§ **ACTIONS TO TAKE**
1) Set down, unchanged, the part of the Feel Free kayak thread that opens with the words containing "Been looking into" and closes with "(Aug 18, 2014)".
2) In the Feel Free kayak thread, what is the most the original poster wants to spend on a kayak?
3) Extend the Feel Free kayak thread beyond its final post.

§ **QUOTED PASSAGE**
= = =

# Feel free kayak reviews



## husky_jerk (Jun 6, 2011)

Been looking into getting a fishing kayak. I'm 5'11" 250lb. I plan on fishing rivers and Erie and Sandusky bay and east and west harbor. I do not want to spend more than $1000. 

I'm looking at the feel free line of fishing kayaks. I'm between the moken 12.5 and the lure 11. Anyone have any experience with those kayaks. Or can u recommend a different kayak. Thank you.


----------



## coffee (Aug 18, 2014)

I got a Jackson cuda 12 had it on Erie several times had it on small slower streams. Very pleased


----------



## fishwendel2 (Nov 19, 2007)

I have a lure 10 and it paddles great. Lots of built ins so few mods needed. If you are fishing bigger water I would go with the 11 or 13.5. Jackson makes some nice kayaks as well. Several nice ones on sale in the Marketplace


----------



## Yakphisher (Jul 9, 2013)

I had the Moken 12.5 but I didnt have the room to keep 2 so i had to sell it but surely regret it. It was by the best thing on the water especially lake Erie. It will take 4 ftr with no problems as long you are an experienced kayaker. Stay away from shorter kayak as you want a longer one to cover more water with efficiency.

= = =

§ **DATASET CONTENT**

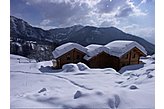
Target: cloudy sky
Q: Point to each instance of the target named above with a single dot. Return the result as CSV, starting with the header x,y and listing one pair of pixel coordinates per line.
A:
x,y
132,16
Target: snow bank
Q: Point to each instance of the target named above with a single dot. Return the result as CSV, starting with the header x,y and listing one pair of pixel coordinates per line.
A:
x,y
75,67
70,68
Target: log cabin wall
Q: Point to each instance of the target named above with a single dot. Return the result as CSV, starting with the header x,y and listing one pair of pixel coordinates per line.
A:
x,y
73,56
131,57
104,60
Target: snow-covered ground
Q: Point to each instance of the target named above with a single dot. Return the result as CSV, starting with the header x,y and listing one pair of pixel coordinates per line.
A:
x,y
36,85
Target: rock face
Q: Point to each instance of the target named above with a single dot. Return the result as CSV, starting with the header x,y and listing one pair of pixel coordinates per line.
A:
x,y
21,32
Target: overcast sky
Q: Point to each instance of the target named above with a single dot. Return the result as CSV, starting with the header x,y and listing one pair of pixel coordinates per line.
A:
x,y
132,16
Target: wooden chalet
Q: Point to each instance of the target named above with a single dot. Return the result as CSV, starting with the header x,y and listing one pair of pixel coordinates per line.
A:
x,y
115,54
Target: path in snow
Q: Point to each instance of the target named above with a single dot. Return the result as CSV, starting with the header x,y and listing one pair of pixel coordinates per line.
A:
x,y
72,82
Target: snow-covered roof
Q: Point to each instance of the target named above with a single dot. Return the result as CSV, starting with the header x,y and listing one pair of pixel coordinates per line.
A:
x,y
120,47
59,51
93,50
114,48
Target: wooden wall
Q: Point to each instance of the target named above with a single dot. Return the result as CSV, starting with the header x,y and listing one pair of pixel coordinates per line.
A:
x,y
131,57
73,56
104,60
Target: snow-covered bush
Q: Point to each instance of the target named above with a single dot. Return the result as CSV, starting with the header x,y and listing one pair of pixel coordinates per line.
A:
x,y
82,66
77,94
70,68
133,87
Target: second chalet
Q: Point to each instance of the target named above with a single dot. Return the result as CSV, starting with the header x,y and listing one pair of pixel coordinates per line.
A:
x,y
115,54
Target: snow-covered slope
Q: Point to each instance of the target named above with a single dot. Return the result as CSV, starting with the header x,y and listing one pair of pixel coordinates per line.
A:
x,y
36,85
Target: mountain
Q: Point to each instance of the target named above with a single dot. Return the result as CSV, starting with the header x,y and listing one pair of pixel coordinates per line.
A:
x,y
83,35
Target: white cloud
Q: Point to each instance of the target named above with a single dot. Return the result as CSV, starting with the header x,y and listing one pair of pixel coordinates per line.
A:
x,y
45,22
139,30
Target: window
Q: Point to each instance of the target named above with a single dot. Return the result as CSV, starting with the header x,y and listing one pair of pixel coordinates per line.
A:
x,y
68,57
127,56
134,55
78,57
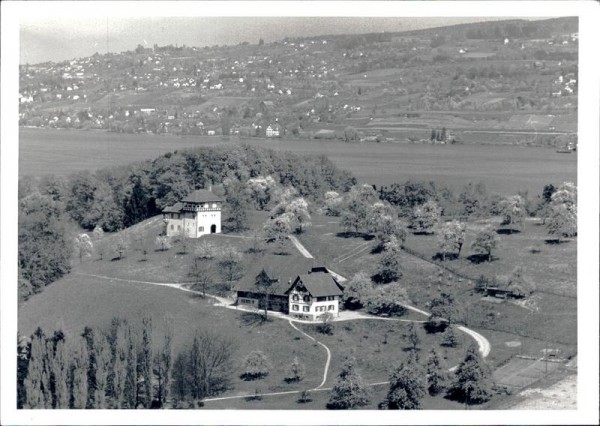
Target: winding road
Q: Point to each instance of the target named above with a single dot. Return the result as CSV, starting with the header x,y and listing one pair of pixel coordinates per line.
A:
x,y
482,342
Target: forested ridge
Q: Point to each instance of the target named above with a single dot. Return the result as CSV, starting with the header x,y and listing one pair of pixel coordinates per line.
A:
x,y
115,198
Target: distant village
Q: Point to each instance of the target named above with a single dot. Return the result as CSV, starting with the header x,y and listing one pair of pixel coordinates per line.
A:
x,y
313,88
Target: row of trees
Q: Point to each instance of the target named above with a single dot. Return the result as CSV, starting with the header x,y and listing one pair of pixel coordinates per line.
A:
x,y
409,382
112,199
118,368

= = =

§ **ANSWERS TO EACH TASK**
1)
Been looking into getting a fishing kayak. I'm 5'11" 250lb. I plan on fishing rivers and Erie and Sandusky bay and east and west harbor. I do not want to spend more than $1000. 

I'm looking at the feel free line of fishing kayaks. I'm between the moken 12.5 and the lure 11. Anyone have any experience with those kayaks. Or can u recommend a different kayak. Thank you.


----------



## coffee (Aug 18, 2014)

2) No more than $1000.

3)
If I do get another kayak then it would be a Wildys Tarpon 16!


----------



## winguy7 (Mar 12, 2014)

husky_jerk said:


> Been looking into getting a fishing kayak. I'm 5'11" 250lb. I plan on fishing rivers and Erie and Sandusky bay and east and west harbor. I do not want to spend more than $1000.
> 
> I'm looking at the feel free line of fishing kayaks. I'm between the moken 12.5 and the lure 11. Anyone have any experience with those kayaks. Or can u recommend a different kayak. Thank you.


I have the moken 12.5 and the moken 10 light. They both have a lot of things I really like. For instance the wheel in the keel is awesome, as are the molded in handles. Both are very stable, and both hold a lot of gear. I regularly use mine to paddle out to spots and camp for the night while flathead fishing. I would buy them both again, only downside is that the 12.5 is slower than the 10 light. As I've never paddled anything else I cant compare speed to any other brand, except to say my buddies old town sit in yak and he smokes me. I'd have a heart attack trying to keep up with him. Lastly I'm 6'6 265lbs and fit in both fine.


----------



## Rocknut (Apr 17, 2015)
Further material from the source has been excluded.